** Extract to read **
══════════

09 Are LLM API prices dropping faster than Moore's Law?

Yes. Between 2023 and 2026, flagship LLM API prices fell roughly 10–20× — faster than Moore's Law's historical 2× per 18–24 months. GPT-4 launched at $30/1M input in 2023; comparable capability in 2026 (GPT-5 mini) costs $0.20/1M. Inference hardware improvements (H100→H200→B200 Blackwell) and model efficiency gains (distillation, speculative decoding) both compound. Analysts tracking the cost-per-MMLU-point benchmark see consistent 60–70% annual price declines for equivalent accuracy tiers, outpacing semiconductor roadmaps.

10 Do LLM API providers offer volume discounts?

Most major providers offer committed-use discounts at $10,000+/month spend. Anthropic's enterprise agreements typically provide 20–40% off list pricing for annual commits. OpenAI offers usage-tiered pricing above certain monthly thresholds, and enterprise contracts unlock further negotiated rates. Google Cloud's Gemini 2.5 Pro ($1.25/1M input, $5/1M output) is available at reduced rates through GCP committed-use contracts. Below $5,000/month, negotiated discounts are rare — providers at that tier compete on list price, and switching to Groq ($0.05–$0.79/1M) or Gemini Flash is typically more effective than negotiating.

11 Why is Claude Sonnet 4.6 more expensive than GPT-5?

Claude Sonnet 4.6 costs $3/1M input and $15/1M output — 2.4× more expensive on output than GPT-5 ($1.25 input, $10 output). Anthropic positions Claude for long-context agentic tasks where the model handles multi-step reasoning with large tool outputs, justifying higher per-token pricing. Sonnet 4.6 also has a 200K-token context window versus GPT-5's 128K, and Anthropic's Constitutional AI training pipeline adds cost that is passed through to API pricing. For short, single-turn completions, GPT-5 mini at $0.20/$1.20 is 10–12× cheaper than Claude Sonnet 4.6 for equivalent quality on most benchmarks.

12 How much should a startup budget for LLM API costs in 2026?

══════════

Dataset entries:
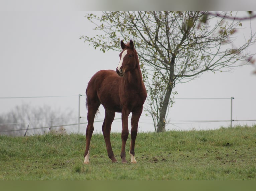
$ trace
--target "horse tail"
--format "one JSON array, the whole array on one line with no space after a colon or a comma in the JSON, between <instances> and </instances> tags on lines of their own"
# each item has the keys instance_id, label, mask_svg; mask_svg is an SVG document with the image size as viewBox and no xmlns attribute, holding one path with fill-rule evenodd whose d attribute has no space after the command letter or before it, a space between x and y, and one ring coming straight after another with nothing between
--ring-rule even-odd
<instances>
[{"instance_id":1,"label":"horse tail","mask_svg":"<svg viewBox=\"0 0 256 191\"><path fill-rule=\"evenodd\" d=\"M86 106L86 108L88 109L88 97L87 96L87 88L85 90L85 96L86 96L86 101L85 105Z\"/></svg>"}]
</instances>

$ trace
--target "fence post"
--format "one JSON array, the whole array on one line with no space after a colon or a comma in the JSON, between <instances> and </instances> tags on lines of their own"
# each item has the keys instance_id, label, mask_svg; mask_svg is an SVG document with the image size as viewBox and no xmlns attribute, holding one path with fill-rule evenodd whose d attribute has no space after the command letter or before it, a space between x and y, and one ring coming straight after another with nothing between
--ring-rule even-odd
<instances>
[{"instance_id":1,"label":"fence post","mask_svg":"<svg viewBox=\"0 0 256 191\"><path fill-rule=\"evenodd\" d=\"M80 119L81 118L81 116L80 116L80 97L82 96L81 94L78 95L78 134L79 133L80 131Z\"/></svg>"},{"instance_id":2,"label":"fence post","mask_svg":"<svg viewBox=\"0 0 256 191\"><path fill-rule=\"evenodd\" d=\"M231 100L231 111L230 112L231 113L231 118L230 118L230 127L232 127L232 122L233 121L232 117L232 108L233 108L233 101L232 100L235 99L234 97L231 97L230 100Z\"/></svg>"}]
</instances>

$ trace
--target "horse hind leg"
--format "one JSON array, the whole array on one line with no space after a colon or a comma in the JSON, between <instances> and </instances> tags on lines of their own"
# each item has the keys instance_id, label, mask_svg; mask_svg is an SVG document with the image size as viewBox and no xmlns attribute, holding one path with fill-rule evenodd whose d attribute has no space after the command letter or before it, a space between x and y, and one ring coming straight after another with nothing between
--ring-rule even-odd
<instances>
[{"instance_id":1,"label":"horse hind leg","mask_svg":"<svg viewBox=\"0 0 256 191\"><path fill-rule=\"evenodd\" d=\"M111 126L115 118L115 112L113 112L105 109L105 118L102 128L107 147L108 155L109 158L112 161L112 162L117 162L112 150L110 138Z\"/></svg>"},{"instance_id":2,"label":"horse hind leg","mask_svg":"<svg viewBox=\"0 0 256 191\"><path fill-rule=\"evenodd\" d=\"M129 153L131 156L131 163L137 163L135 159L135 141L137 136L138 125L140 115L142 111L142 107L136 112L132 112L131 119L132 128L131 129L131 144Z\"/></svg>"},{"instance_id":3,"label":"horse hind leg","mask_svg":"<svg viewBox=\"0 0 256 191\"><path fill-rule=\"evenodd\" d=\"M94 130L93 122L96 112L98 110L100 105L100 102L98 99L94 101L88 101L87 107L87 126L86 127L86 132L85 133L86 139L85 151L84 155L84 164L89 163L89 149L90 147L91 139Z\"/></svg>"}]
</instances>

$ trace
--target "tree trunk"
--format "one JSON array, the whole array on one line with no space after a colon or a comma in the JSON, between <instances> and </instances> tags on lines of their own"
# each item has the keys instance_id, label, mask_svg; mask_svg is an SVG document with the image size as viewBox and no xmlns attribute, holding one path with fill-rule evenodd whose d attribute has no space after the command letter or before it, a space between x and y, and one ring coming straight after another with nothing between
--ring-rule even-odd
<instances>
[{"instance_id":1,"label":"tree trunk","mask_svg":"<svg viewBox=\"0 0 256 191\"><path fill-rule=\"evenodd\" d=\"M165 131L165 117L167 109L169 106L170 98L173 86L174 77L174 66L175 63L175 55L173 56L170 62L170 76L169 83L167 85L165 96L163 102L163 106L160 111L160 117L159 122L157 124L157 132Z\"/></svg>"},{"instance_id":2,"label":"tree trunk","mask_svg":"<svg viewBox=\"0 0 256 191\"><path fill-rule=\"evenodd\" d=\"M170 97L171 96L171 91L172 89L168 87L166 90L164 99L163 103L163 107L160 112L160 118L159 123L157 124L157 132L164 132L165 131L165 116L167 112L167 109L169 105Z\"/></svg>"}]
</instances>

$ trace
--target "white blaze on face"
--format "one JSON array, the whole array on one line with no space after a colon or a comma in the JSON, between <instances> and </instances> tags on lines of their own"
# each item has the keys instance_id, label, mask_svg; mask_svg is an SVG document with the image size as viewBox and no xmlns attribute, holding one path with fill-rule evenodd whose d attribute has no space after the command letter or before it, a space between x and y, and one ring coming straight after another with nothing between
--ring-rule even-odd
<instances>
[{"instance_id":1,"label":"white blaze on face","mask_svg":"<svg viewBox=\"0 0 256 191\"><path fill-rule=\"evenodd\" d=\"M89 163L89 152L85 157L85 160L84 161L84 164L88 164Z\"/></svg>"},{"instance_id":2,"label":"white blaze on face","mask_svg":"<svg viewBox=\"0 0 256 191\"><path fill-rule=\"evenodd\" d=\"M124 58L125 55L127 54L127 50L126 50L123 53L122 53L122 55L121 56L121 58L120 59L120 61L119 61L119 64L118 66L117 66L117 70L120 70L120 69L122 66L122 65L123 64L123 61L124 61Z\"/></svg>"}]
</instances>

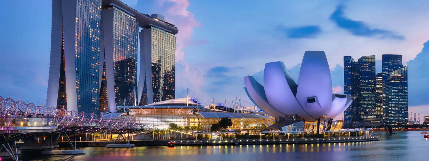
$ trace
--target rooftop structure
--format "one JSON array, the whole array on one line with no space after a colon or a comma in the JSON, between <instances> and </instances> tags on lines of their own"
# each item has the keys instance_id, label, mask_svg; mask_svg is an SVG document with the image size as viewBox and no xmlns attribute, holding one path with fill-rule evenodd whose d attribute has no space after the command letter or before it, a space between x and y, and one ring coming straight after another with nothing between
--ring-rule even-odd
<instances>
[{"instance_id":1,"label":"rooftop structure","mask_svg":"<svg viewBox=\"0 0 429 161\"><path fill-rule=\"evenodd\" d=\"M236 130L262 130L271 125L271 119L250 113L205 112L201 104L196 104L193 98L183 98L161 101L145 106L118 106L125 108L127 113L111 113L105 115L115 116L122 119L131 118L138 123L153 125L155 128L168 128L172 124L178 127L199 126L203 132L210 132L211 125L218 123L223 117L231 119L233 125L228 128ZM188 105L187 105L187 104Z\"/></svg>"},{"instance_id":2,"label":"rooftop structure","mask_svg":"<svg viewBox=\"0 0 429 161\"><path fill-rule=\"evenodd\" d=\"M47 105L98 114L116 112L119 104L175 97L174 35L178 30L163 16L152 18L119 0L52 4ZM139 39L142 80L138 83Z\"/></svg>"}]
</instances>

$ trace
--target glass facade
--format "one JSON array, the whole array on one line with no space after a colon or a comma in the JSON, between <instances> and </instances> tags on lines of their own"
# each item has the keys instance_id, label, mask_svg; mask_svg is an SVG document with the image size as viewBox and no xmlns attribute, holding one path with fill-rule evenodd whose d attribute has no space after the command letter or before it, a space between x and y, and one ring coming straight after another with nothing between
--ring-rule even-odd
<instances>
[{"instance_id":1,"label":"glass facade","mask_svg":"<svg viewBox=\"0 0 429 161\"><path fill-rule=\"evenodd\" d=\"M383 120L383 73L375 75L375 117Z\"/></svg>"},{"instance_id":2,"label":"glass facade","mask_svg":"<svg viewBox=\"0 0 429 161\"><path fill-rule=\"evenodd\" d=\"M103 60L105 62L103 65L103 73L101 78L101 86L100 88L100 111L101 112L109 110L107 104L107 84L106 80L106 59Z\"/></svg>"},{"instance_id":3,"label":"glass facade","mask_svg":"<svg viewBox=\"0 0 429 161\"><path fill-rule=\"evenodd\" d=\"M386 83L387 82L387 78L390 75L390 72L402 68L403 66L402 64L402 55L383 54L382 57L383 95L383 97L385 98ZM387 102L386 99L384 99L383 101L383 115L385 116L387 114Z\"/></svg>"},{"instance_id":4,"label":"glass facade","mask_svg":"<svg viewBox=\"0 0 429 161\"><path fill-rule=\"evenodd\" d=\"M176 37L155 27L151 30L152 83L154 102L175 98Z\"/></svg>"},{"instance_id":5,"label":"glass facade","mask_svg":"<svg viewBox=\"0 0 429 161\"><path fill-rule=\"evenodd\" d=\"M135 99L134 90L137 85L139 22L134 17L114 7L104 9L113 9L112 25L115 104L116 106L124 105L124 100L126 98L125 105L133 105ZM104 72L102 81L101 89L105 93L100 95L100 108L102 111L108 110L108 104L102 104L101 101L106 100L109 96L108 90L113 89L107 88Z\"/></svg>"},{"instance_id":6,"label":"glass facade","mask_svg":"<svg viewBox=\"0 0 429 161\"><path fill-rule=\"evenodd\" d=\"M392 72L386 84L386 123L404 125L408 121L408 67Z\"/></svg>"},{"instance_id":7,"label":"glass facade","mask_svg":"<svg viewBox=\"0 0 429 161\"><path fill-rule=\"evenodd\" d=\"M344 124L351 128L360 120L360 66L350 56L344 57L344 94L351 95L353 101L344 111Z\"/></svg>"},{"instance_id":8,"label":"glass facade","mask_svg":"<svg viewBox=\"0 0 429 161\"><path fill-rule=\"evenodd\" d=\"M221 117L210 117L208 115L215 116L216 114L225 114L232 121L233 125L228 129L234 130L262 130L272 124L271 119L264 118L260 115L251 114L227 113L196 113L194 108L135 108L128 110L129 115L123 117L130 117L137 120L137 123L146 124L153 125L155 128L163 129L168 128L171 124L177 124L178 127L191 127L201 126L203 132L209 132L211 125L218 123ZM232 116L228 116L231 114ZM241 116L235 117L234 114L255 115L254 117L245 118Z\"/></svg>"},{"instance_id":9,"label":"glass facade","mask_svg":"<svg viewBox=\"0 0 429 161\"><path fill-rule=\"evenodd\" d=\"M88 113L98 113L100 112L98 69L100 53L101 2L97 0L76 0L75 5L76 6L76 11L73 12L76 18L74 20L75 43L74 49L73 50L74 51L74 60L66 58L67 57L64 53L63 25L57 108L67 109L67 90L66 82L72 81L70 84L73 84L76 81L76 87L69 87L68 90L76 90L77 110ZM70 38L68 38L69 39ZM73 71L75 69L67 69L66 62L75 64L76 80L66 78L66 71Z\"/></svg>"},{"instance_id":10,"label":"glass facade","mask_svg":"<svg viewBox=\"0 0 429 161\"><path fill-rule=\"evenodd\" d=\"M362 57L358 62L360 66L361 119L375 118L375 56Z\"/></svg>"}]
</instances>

══════════

** Exercises **
a. In the pricing FAQ, how much off list pricing do Anthropic's enterprise agreements typically give for annual commits?
b. List every inference hardware generation named in the pricing FAQ.

** Solutions **
a. 20–40% off list pricing.

b. H100, H200, B200 Blackwell